# Brand new car incoming - recommend a detailer in beds/herts



## champ222

Hi all

I haven't been here for ages. i used to have a BMW that i loved cleaning, and spent many a weekend polishing etc.

Ive since been driving an Alfa Romeo Mito, and it hasnt been washed in over a year. House purchase and two kids, mean i just dont have the time.

I have ordered a brand new Alfa Giulia Veloce, and it'll be here in March (very excited).

With all the will in the world, i'm never going to have time to keep it clean, let alone polished up.

So i want to find a detailer near me that can give the car its initial treatment (ceramic coating is it?) and to maintain it. 

so can anyone recommend someone in my area? what sort of service/products should i be looking at, for the initial treatment?

I'm in Biggleswade in Bedfordshire, right on the A1, and i work fairly local near bedford.

Sorry if this is in the wrong section.

Thanks

Andy


----------



## detailR

I can help you with a new car detail with Ceramic Pro coatings 

I'm over in Milton Keynes. Only around 40 minutes away.

## What to work on
**1)** In the detailer thread, what car has the poster ordered, and when is it due to arrive?
**2)** Check each statement against the detailer thread and mark it yes or no, quoting the words that decide it: (a) The poster's Alfa Romeo Mito has gone unwashed for over a year. (b) The poster lives in Milton Keynes. (c) The reply offers Ceramic Pro coatings.
**3)** Write the next part of the detailer thread, starting after its final line.

## Records supplied

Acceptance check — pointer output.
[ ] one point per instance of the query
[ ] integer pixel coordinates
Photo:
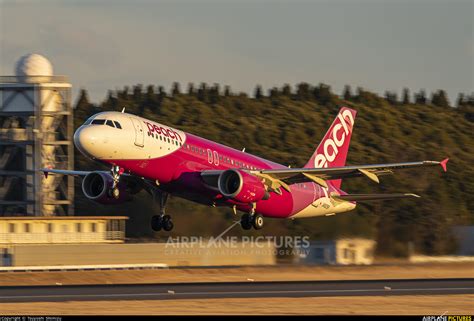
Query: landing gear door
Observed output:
(139, 133)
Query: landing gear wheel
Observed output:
(167, 223)
(156, 223)
(245, 222)
(115, 193)
(257, 221)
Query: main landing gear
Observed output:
(249, 220)
(162, 221)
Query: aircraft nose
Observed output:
(86, 140)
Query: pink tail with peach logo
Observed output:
(332, 151)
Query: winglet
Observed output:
(443, 164)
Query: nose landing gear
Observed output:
(162, 221)
(116, 171)
(249, 220)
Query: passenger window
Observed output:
(98, 122)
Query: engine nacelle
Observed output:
(241, 186)
(97, 187)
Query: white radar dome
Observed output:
(33, 65)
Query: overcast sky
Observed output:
(378, 45)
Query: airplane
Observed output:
(164, 161)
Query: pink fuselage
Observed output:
(179, 174)
(178, 170)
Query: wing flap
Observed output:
(373, 197)
(299, 175)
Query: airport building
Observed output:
(61, 229)
(36, 130)
(338, 252)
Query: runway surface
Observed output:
(236, 290)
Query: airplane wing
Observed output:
(130, 180)
(284, 177)
(372, 197)
(46, 171)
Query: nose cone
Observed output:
(86, 139)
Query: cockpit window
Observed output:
(98, 122)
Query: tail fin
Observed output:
(332, 151)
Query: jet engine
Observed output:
(241, 186)
(97, 186)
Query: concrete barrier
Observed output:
(83, 267)
(182, 254)
(440, 259)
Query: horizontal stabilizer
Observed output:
(373, 197)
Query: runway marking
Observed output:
(227, 292)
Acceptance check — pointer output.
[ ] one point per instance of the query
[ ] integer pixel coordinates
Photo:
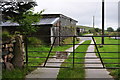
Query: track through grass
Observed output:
(77, 72)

## Answers given
**1)** A brand new Alfa Giulia Veloce, due in March.

**2)**
(a) Yes: "it hasnt been washed in over a year."
(b) No: "I'm in Biggleswade in Bedfordshire, right on the A1"
(c) Yes: "I can help you with a new car detail with Ceramic Pro coatings"

**3)**
----------



## webbmeister

Www.unique-detail.co.u, located in Dunstable


----------



## zxrsteve

Speak to Andy at Unique Detail. Done a lovely job on my Abarth :thumb:


----------



## -Kev-

Without a doubt, i would want the car coated throughout for the best start


----------



## Gleammachine

Andy at Unique Detail would be my recommendation, highly respected and a wealth of experience.


----------



## unique detail

zxrsteve said:


> Speak to Andy at Unique Detail. Done a lovely job on my Abarth :thumb:


Thanks Steve :thumb:


----------



## champ222

ok guys, it seems i set my sights far too high here.

there is no way i can justify spending £375 to clean a brand new car, and then £300+ for a ceramic coating.

I'm not saying it isnt worth it, and that the results wouldnt be amazing, but its not for me.

having thought about it for a few days, i'm looking for a mobile valet service that will come to my home/work that knows what they are doing, and has a good reputation. Can anyone recommend someone?

thanks guys, apologies for the confusion and time wasted.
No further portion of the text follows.